● **Natural-language object grounding data**

*** Block opens ***

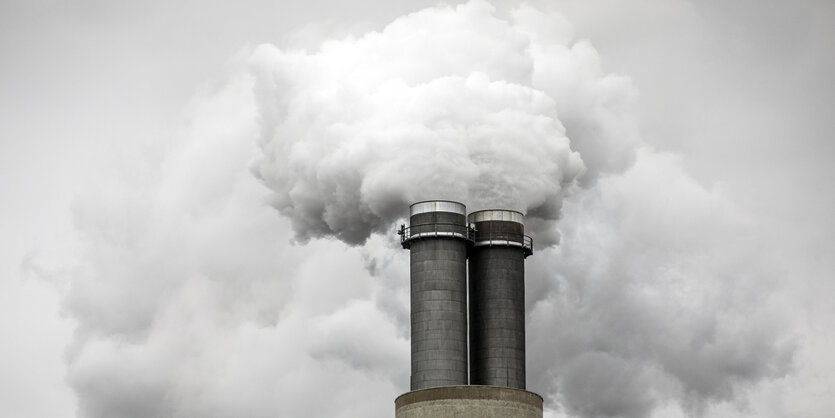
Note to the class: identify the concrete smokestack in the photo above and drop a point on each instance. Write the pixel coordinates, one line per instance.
(497, 298)
(438, 239)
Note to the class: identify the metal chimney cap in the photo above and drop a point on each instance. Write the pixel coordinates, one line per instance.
(496, 215)
(437, 206)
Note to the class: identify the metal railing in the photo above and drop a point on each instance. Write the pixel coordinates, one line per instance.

*** Block closes ***

● **Directions for this task**
Omit the pictures and reproduce the records above exactly.

● **Written reply**
Note to the class: identify the concrete smokestack in the photo above and drop a point on each instance. Write the pixel coordinates, one line per instance.
(497, 298)
(438, 239)
Note to the class: identify the metal chimney cap in the photo above and drop a point on each instance. Write the pixel coordinates, one line per instance.
(496, 215)
(437, 206)
Note to the class: identify the metal railing in the photo above and drop a point on each instance. Write the pixel coordinates, one line per instance.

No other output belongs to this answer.